## Begin EXTRACTED DATA

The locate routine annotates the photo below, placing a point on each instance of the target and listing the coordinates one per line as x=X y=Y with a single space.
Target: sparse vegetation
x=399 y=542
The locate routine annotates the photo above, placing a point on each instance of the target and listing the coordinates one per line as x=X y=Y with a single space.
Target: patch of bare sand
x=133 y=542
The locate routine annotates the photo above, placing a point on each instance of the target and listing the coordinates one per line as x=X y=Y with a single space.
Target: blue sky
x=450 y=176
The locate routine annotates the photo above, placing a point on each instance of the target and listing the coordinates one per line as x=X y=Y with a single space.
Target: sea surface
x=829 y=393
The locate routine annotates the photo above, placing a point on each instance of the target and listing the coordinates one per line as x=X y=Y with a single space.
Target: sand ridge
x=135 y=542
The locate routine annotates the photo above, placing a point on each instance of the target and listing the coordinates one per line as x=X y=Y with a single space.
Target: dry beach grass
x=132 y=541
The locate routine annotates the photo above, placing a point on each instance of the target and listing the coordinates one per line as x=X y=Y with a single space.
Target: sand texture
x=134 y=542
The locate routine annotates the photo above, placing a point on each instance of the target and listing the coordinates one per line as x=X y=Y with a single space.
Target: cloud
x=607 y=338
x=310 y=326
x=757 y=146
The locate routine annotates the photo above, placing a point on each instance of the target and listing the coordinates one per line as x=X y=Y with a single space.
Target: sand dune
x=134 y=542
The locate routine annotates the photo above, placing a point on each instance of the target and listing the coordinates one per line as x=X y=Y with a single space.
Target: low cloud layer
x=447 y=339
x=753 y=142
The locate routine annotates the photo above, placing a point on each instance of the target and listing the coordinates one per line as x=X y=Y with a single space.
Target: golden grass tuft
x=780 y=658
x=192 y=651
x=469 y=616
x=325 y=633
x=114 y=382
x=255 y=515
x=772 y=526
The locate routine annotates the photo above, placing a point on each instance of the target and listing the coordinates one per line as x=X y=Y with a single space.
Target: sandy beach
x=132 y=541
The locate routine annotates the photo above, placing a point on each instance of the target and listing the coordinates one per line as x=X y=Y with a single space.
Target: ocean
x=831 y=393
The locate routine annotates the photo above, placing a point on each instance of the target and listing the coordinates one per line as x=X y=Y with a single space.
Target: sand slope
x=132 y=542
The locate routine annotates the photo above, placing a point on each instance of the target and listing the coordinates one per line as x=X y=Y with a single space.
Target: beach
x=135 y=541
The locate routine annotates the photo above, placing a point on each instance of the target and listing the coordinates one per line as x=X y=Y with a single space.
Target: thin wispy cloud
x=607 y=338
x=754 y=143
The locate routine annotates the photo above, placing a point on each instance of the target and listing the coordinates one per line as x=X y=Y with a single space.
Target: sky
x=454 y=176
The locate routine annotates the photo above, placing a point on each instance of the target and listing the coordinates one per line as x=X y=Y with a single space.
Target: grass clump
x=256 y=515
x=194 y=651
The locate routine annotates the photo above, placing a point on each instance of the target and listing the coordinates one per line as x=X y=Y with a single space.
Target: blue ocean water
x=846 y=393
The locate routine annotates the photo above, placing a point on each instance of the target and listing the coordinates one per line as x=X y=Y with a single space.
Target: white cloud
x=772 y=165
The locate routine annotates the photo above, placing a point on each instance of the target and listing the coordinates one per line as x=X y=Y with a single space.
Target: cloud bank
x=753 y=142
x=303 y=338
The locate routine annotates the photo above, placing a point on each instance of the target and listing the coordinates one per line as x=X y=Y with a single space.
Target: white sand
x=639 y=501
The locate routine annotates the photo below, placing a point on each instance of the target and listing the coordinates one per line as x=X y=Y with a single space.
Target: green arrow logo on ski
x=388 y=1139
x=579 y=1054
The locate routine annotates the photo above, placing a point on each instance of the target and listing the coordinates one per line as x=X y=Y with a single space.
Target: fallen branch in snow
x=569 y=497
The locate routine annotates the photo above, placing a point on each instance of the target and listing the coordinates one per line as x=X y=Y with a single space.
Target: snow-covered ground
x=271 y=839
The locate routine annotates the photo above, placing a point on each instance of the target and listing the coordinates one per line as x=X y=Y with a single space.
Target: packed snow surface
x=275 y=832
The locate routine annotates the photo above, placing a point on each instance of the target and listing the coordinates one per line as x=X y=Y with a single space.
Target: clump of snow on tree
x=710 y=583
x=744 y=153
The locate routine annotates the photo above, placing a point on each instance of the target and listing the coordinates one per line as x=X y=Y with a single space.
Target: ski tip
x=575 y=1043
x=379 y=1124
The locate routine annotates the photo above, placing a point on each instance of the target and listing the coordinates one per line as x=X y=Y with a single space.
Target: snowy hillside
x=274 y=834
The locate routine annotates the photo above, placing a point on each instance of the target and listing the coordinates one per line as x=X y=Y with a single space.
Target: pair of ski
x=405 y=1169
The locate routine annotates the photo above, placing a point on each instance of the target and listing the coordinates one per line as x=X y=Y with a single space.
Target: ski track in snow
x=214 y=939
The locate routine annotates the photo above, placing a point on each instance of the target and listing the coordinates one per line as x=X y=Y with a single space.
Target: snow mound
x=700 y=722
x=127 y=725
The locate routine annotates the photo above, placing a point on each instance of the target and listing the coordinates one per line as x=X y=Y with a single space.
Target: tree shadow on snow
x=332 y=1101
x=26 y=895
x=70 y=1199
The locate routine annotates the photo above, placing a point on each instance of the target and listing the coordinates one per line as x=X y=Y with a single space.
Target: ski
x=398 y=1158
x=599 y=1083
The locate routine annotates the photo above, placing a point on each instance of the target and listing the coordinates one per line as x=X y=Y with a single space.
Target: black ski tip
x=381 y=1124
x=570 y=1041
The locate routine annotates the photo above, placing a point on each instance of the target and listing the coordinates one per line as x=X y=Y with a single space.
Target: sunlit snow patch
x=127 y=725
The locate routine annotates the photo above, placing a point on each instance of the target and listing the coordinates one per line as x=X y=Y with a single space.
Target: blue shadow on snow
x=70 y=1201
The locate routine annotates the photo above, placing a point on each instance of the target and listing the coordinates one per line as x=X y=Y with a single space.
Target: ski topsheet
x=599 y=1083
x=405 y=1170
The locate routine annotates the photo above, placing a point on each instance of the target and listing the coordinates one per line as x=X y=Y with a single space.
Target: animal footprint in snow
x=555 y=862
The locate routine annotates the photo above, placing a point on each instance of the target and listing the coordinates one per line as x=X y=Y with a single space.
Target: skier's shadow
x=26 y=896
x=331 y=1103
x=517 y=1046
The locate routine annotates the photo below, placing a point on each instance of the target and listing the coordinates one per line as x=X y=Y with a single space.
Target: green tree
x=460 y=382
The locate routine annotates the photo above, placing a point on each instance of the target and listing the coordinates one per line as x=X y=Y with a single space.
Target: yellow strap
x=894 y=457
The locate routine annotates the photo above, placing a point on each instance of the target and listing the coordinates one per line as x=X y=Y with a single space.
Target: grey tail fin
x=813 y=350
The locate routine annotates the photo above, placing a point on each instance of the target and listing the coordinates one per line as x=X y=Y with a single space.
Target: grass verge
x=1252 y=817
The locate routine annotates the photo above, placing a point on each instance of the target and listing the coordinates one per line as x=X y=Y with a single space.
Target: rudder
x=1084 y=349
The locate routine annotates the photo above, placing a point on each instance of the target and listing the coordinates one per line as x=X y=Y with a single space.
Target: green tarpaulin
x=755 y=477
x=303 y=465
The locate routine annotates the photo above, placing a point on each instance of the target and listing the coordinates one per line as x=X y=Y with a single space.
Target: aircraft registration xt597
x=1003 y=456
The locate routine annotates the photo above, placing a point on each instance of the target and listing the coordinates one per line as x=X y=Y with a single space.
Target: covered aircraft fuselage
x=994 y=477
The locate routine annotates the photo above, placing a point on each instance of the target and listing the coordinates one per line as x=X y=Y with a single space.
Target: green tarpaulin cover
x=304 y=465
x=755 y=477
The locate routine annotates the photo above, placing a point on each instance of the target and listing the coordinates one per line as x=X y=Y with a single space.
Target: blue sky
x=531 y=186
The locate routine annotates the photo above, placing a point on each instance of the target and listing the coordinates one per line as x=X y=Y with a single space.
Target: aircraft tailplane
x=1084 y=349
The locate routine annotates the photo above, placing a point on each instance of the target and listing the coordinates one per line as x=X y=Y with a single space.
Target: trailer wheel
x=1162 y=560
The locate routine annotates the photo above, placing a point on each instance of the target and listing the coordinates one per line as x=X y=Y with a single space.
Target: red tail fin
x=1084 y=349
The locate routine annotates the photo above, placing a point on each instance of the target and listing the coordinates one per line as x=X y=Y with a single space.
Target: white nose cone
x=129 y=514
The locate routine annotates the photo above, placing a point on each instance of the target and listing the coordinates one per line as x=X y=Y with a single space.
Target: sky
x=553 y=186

## End EXTRACTED DATA

Render the entries as a Markdown table with the columns Row and Line, beginning at the first line and stopping after the line that contains "x=133 y=542". Include only those lines and leave out any blank ones.

• **EXERCISE OUTPUT**
| Row | Line |
|---|---|
| 1 | The locate routine annotates the photo below, placing a point on each instance of the target and listing the coordinates one per line as x=X y=Y with a single space. |
| 2 | Target: sparse vegetation |
| 3 | x=399 y=542 |
| 4 | The locate routine annotates the photo above, placing a point on each instance of the target and listing the coordinates one per line as x=X y=Y with a single space. |
| 5 | Target: patch of bare sand |
| 6 | x=133 y=542 |